* _Source_
Me with my lovely wife, Kathy:

Monday, October 13, 2008

Why did I wait so long?

Right now I'm waiting for my younger son to drop by. He and I are going to go for a bike ride. It is one of those, "Why didn't I earlier?" moments.
He and his family were forced out of Central Asia earlier this year--bureaucratic/visa related--so he has been here in Covington since June. "Let's get together & ride." "We really need to do that." Now he is leaving tomorrow for a new ministry in Austin Texas, and this is the first day we are riding.
My favorite toy--my boat has been messed up all summer. I just took it to the shop 2 weeks ago and got it fixed. In spite of it being fall it's been on the water a couple of times since then. My Texas-bound son and his family love boating. Lord willing we'll go out this afternoon. Again, "Why did I wait so long?"
Yesterday the Covington Bible Church honored us for 35 years of ministry here. It was a lovely day. My son, Chris, and two guys that I have been privileged to mentor, spoke yesterday morning. I felt very loved and honored, by all the attention, gifts, cards, and kind words. Still I confess that there is some backward looking.
I saw the mention of a book this morning--a classic more than 100 years old. As I have in the past, I made a mental note. "I need to read that." "Why have I waited so long?"
Part of the answer has to do with life. James Dobson once said (I'm sure he isn't the only one, but he is the one I heard.) "This life is just one thing after another." In my community, in my church, in my family, and in my life that has certainly been the case. An old joke talks about having my people contact your people. Well, for most of my life my people have consisted of me.

* _Directions_
Name every person the blog post identifies by name.

* _Recorded information_
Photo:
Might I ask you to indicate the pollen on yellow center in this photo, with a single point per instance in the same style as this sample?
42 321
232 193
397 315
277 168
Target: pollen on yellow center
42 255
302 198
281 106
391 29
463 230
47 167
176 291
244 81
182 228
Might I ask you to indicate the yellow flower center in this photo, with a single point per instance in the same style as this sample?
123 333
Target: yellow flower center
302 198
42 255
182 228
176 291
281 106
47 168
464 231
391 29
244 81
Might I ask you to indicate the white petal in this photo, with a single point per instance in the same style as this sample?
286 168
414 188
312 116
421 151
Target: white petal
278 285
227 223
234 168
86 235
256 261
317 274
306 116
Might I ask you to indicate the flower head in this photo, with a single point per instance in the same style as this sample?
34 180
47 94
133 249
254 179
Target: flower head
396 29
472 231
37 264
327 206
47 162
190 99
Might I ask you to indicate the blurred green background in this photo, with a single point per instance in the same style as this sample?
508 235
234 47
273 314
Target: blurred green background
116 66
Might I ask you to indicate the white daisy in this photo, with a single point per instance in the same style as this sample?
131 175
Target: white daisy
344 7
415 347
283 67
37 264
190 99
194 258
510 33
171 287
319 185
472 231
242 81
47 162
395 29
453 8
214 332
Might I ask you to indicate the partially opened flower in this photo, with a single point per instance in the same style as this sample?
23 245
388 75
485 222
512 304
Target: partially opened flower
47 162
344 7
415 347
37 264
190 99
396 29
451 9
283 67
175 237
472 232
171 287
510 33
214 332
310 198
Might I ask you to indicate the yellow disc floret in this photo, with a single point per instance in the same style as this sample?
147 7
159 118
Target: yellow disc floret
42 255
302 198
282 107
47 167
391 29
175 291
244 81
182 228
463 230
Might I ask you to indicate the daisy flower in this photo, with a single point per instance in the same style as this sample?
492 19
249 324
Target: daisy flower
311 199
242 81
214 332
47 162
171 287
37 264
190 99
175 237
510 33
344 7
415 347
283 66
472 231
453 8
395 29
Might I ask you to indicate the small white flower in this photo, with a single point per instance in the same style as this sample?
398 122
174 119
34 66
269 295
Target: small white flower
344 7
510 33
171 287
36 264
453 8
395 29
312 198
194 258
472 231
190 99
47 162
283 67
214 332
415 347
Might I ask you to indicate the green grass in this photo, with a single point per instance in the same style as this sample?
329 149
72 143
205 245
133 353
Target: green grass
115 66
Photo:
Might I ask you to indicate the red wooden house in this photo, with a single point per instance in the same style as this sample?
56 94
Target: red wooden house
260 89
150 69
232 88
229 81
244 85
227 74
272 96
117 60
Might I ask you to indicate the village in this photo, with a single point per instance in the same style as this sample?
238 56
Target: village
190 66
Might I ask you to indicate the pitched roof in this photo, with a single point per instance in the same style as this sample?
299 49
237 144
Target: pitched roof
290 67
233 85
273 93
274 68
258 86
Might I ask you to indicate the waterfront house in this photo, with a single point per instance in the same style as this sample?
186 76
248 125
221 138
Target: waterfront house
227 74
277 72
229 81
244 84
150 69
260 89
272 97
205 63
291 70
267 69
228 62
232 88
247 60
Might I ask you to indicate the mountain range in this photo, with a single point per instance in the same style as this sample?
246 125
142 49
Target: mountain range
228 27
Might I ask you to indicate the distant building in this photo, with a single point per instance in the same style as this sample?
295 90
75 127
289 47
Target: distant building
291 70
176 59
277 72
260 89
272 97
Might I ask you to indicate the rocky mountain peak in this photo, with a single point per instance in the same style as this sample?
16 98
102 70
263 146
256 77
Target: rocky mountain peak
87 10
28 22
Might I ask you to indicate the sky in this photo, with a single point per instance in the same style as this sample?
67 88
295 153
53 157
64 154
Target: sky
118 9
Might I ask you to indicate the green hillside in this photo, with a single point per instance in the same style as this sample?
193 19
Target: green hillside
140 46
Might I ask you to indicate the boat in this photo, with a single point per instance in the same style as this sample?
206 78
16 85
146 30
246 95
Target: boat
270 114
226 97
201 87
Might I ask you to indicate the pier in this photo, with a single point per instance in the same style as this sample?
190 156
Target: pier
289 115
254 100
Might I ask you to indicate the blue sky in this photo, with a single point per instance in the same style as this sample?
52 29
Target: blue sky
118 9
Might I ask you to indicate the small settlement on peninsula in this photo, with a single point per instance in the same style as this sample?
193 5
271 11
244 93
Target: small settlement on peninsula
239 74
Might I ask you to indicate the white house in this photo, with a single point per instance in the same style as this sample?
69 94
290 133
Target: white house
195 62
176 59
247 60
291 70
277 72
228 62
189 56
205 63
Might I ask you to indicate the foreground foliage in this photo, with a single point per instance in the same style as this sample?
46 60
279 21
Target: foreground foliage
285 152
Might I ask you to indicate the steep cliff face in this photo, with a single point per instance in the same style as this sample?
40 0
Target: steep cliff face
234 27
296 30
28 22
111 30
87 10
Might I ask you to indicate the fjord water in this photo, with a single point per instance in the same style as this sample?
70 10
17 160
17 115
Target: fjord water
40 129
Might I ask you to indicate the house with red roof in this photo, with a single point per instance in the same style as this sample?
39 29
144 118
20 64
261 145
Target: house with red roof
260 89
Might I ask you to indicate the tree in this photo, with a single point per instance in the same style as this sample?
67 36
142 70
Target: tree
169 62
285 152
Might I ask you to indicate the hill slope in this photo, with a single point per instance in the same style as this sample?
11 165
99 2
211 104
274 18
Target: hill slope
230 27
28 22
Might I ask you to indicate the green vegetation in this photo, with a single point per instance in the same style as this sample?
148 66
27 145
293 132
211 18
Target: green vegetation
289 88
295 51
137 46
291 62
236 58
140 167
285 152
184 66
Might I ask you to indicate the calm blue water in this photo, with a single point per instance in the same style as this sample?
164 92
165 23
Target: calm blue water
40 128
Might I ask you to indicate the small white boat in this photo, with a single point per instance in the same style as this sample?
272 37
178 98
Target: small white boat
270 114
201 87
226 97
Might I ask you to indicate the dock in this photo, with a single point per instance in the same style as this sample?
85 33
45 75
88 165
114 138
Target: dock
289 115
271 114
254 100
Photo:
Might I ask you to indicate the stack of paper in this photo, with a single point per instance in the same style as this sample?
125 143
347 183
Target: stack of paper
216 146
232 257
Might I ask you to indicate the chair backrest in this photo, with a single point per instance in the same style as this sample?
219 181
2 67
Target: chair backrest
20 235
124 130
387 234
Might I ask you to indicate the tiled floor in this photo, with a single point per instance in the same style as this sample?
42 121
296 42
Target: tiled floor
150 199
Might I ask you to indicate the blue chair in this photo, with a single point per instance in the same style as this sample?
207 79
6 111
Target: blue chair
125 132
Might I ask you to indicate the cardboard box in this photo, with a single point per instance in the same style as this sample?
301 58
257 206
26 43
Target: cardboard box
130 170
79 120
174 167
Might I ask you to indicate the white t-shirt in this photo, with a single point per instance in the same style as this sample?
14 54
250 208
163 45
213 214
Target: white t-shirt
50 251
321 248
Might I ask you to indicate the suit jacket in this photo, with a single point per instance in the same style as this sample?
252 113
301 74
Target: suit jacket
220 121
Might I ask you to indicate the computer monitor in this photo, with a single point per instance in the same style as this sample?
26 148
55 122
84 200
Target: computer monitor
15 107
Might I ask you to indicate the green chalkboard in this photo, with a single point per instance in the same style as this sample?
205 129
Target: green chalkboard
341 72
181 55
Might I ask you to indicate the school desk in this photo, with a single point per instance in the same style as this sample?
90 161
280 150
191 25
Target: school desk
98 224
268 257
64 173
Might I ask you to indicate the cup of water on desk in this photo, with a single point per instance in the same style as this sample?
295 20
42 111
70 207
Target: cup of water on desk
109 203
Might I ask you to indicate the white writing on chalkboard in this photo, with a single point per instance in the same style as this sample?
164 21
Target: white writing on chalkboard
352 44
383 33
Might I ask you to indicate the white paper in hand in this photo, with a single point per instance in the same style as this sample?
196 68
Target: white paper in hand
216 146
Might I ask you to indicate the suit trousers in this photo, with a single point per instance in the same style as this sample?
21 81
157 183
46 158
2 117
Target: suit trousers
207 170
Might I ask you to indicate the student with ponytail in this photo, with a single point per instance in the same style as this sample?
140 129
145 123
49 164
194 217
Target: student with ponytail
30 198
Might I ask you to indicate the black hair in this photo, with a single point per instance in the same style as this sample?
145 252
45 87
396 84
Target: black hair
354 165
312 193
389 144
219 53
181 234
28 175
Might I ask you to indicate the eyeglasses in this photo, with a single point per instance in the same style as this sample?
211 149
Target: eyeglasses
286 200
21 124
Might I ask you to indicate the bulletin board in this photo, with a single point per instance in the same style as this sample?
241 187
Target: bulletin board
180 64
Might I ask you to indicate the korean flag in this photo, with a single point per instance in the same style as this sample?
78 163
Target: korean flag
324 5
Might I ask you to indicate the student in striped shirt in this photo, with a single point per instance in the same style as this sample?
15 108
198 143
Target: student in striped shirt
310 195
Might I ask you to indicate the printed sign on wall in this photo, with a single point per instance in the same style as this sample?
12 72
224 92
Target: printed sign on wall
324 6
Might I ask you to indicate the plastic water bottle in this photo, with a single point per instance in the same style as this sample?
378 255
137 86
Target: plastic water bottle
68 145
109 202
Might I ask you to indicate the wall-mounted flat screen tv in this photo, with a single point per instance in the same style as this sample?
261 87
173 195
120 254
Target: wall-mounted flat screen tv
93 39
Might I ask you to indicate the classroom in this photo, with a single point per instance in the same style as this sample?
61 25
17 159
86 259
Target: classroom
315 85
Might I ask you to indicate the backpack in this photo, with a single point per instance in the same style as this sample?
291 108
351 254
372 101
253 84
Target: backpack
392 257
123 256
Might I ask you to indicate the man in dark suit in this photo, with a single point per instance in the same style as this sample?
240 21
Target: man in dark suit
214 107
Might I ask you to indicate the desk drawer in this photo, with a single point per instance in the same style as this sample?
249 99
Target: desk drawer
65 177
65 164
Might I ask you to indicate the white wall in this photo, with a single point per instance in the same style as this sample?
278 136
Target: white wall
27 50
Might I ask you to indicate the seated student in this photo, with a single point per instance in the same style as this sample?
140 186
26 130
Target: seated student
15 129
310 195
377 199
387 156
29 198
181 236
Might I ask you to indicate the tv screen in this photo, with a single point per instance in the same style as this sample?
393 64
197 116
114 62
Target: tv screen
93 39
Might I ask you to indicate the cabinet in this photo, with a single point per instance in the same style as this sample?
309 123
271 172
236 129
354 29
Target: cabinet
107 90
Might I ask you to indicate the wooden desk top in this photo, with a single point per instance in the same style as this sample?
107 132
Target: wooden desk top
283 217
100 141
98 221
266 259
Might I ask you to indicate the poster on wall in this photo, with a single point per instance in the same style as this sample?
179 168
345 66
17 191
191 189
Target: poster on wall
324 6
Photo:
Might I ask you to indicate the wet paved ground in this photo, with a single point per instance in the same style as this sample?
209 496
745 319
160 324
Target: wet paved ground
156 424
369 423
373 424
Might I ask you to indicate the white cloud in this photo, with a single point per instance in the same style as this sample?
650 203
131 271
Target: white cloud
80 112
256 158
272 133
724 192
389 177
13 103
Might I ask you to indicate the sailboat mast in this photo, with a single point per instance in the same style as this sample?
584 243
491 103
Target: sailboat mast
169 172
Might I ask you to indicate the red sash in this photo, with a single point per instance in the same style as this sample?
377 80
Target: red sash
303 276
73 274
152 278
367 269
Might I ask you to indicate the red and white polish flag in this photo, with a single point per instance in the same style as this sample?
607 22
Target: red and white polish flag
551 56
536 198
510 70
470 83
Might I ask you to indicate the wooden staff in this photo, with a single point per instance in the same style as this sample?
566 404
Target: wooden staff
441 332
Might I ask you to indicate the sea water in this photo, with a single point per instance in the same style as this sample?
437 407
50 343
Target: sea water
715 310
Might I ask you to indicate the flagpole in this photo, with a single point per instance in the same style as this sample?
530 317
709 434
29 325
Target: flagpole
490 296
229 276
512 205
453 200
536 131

* _Correct answer_
Kathy (the writer's wife), Chris (the writer's son), and James Dobson